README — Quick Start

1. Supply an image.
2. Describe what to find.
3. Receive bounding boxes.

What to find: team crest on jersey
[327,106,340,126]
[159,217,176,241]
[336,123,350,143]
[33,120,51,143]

- - -

#### [YOUR GOAL]
Copy out all the rows above word for word, keeping every line unchanged.

#### [EXERCISE OUTPUT]
README — Quick Start

1. Supply an image.
2. Describe what to find.
3. Receive bounding boxes.

What to find: team crest on jersey
[327,106,340,126]
[159,217,176,241]
[336,123,350,143]
[33,120,51,143]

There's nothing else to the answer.